### TASK REQUIREMENTS
Below are the records. Gather each line that holds "sheet".

### SOURCE DATA
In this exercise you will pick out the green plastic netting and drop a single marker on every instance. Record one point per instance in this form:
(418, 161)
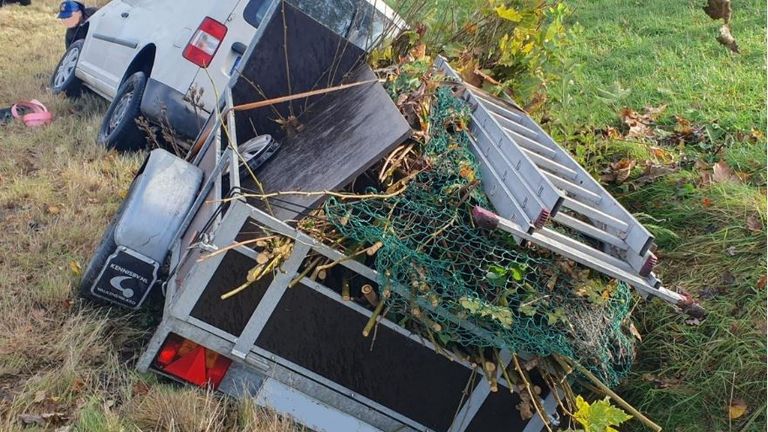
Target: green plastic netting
(467, 287)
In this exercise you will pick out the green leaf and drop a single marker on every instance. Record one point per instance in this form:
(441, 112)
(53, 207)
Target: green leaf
(600, 416)
(517, 272)
(478, 307)
(527, 309)
(509, 14)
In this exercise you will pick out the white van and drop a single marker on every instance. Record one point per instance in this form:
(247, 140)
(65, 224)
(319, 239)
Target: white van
(165, 59)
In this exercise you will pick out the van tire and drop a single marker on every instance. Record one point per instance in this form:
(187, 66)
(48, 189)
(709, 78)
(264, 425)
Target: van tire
(118, 129)
(64, 79)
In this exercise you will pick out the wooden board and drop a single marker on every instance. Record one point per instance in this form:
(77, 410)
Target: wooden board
(293, 53)
(324, 336)
(342, 135)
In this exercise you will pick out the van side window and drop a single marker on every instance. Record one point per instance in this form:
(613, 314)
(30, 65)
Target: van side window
(254, 12)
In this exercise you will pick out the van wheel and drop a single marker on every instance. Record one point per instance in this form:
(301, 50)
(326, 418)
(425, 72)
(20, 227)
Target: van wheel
(119, 130)
(64, 79)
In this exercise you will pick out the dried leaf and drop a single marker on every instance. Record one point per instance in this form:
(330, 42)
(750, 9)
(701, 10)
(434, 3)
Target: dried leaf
(726, 39)
(32, 419)
(762, 282)
(419, 51)
(660, 382)
(640, 125)
(652, 173)
(39, 397)
(75, 268)
(622, 169)
(754, 224)
(509, 14)
(693, 322)
(721, 173)
(737, 409)
(719, 9)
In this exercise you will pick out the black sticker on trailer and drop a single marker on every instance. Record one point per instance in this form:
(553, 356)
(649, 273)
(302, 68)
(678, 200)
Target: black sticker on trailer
(125, 280)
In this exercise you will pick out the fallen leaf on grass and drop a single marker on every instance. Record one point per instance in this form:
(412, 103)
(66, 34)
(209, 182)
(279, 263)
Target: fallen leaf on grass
(652, 173)
(660, 382)
(726, 39)
(693, 321)
(42, 419)
(618, 172)
(719, 9)
(75, 267)
(754, 224)
(640, 125)
(737, 409)
(762, 282)
(721, 172)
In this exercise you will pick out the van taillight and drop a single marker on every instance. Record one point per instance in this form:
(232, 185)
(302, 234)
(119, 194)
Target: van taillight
(205, 42)
(191, 362)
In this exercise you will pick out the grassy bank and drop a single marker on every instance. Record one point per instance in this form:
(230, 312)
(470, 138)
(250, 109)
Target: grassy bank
(64, 363)
(61, 362)
(637, 54)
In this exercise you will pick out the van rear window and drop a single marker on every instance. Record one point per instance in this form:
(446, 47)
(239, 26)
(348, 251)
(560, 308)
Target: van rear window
(254, 12)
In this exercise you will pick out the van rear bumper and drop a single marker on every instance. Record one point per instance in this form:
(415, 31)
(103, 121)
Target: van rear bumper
(163, 104)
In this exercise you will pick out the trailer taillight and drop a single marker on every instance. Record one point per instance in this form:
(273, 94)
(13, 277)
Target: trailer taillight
(205, 42)
(191, 362)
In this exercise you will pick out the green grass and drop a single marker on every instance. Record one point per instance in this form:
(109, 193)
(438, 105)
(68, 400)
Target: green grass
(664, 53)
(58, 355)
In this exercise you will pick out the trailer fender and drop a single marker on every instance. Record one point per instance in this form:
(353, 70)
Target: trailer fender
(161, 196)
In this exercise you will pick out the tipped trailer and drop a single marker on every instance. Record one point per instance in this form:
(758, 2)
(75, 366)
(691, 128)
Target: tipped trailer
(290, 341)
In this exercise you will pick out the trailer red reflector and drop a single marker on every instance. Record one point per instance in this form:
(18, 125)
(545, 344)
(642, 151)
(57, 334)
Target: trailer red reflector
(191, 362)
(205, 42)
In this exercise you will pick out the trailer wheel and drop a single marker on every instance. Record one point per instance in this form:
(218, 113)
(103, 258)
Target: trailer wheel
(63, 79)
(118, 128)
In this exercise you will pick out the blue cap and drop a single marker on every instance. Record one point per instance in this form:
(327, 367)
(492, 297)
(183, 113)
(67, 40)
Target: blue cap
(67, 8)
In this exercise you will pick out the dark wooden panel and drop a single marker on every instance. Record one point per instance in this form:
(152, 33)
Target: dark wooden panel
(295, 54)
(231, 315)
(324, 336)
(344, 134)
(499, 411)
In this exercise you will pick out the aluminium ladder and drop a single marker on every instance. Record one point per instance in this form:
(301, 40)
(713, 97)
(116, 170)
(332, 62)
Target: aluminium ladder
(543, 196)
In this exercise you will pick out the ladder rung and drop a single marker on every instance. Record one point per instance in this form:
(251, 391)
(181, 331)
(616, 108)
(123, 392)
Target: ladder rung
(515, 126)
(572, 188)
(495, 106)
(590, 230)
(495, 186)
(551, 165)
(594, 253)
(595, 214)
(529, 144)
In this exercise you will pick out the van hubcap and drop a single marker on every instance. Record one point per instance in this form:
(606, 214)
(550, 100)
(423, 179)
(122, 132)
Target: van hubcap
(120, 110)
(67, 68)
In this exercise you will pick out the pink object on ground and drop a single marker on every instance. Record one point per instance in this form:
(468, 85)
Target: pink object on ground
(38, 115)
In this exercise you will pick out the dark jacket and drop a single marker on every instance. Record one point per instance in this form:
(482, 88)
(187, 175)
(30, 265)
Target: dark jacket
(78, 32)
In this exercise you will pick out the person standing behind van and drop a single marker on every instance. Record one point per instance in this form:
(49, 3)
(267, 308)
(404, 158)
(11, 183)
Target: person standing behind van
(73, 15)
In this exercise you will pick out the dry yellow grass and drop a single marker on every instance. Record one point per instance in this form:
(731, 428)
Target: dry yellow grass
(63, 363)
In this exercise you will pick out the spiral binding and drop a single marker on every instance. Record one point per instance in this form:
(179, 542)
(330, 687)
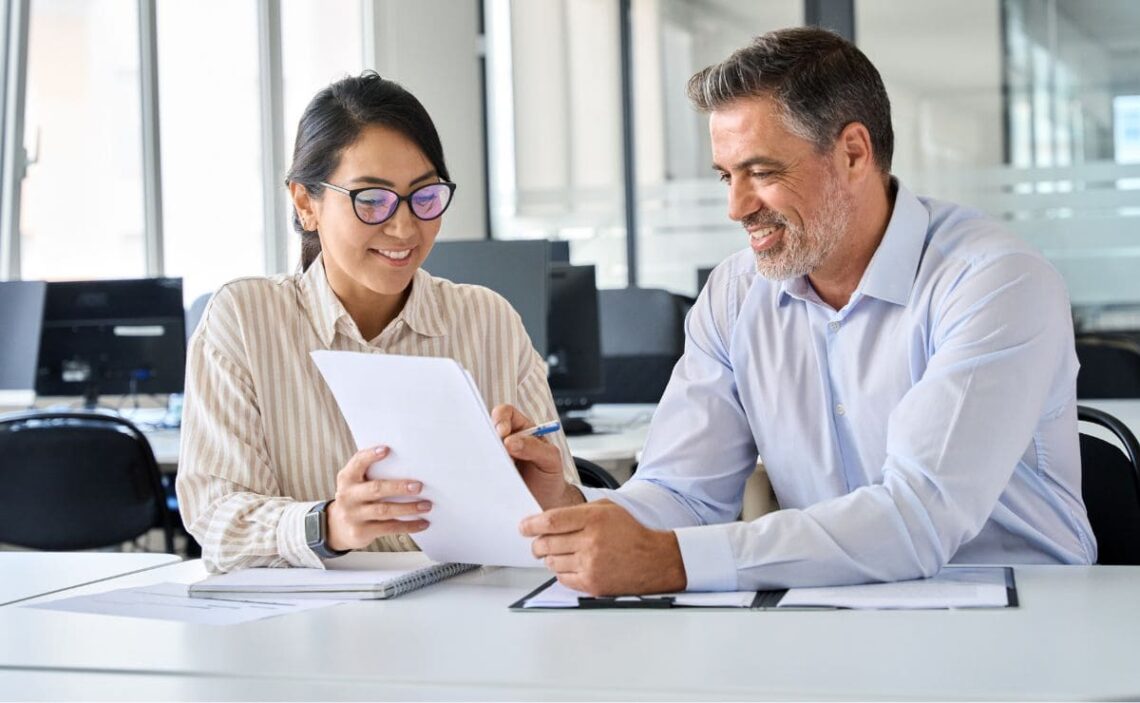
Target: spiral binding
(424, 577)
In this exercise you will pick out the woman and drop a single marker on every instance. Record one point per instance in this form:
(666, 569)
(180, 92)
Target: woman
(268, 474)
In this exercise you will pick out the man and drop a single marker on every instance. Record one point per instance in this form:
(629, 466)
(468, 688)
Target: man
(904, 368)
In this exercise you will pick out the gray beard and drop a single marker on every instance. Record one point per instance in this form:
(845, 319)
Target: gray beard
(801, 250)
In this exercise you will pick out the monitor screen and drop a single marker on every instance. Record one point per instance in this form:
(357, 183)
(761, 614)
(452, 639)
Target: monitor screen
(112, 337)
(575, 348)
(514, 269)
(21, 315)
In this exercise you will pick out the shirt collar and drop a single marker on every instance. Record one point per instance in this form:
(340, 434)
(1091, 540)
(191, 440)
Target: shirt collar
(421, 311)
(895, 263)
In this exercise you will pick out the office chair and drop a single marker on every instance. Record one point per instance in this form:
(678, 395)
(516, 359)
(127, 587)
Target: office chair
(78, 481)
(593, 475)
(1110, 484)
(1109, 366)
(643, 335)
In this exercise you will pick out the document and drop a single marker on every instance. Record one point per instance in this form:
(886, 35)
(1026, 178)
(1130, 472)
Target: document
(171, 602)
(431, 415)
(352, 577)
(954, 587)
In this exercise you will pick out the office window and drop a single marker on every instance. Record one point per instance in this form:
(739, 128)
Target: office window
(682, 206)
(322, 41)
(1022, 127)
(81, 211)
(211, 142)
(554, 96)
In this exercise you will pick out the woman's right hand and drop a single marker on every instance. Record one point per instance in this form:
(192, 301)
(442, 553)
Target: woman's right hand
(364, 509)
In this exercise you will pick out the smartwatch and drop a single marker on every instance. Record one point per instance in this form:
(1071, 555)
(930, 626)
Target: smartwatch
(316, 532)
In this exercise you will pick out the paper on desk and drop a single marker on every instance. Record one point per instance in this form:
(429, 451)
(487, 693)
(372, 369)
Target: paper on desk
(431, 415)
(953, 587)
(171, 602)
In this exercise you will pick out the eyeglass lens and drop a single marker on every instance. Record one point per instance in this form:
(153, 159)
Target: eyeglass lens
(429, 202)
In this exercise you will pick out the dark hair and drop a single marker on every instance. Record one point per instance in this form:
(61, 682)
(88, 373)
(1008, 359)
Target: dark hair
(333, 121)
(820, 81)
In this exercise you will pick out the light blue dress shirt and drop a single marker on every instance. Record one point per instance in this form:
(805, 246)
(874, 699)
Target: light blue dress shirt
(931, 419)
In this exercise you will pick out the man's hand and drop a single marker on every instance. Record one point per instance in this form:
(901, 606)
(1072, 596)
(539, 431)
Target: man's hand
(539, 463)
(600, 548)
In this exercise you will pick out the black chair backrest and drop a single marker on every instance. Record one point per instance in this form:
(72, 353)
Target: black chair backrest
(1109, 367)
(593, 475)
(1110, 484)
(78, 481)
(643, 335)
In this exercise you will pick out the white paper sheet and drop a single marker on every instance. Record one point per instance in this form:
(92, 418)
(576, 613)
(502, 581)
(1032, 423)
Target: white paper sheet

### WRITTEN ANSWER
In this exercise you will pick out the white paper sheet and drop a single marker on every instance. Record one point per instance in this form:
Target: white paper sheet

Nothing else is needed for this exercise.